**Work instruction**: Report all lines in the records that hold the string "wooden".

Stored data entries
........

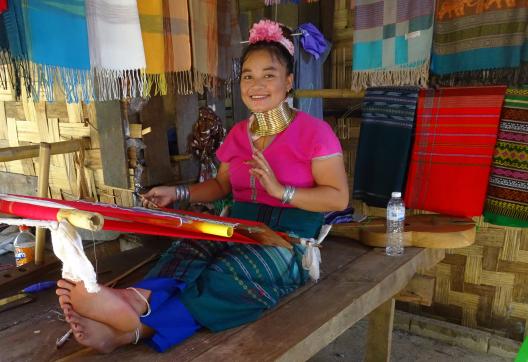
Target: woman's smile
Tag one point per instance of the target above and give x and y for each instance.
(264, 82)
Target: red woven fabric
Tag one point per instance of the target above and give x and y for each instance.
(456, 130)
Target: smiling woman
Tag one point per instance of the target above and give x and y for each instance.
(283, 167)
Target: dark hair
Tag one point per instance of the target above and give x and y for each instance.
(275, 49)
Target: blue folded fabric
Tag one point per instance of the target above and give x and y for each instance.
(169, 318)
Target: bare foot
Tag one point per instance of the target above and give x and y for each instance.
(97, 335)
(118, 308)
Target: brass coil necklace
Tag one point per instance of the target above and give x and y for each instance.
(273, 121)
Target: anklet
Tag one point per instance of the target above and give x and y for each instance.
(137, 335)
(144, 299)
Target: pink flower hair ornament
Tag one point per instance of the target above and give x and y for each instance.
(270, 31)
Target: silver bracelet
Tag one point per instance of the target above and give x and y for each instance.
(183, 193)
(287, 196)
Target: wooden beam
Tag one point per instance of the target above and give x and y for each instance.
(288, 334)
(328, 93)
(379, 335)
(113, 148)
(43, 191)
(420, 290)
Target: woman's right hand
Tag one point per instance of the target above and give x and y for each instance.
(161, 196)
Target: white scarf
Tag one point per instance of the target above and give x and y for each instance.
(117, 56)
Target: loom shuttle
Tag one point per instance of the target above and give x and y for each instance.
(38, 287)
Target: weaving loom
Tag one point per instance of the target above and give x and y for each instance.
(177, 224)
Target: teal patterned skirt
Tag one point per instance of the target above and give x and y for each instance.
(230, 284)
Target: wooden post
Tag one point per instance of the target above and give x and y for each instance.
(43, 186)
(379, 337)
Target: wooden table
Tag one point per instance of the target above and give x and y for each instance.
(356, 281)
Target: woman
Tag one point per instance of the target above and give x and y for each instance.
(283, 167)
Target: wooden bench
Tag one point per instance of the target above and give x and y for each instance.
(356, 281)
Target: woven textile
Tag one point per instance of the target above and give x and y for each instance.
(384, 143)
(507, 200)
(392, 42)
(151, 20)
(117, 57)
(228, 285)
(177, 45)
(480, 42)
(229, 37)
(456, 130)
(204, 35)
(45, 54)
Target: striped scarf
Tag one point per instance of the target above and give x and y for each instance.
(177, 45)
(392, 42)
(116, 49)
(151, 20)
(456, 130)
(480, 42)
(204, 34)
(384, 143)
(507, 199)
(44, 53)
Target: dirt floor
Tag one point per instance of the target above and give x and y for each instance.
(349, 347)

........

**Output below**:
Target: wooden beam
Target: wooden post
Target: wooden table
Target: wooden bench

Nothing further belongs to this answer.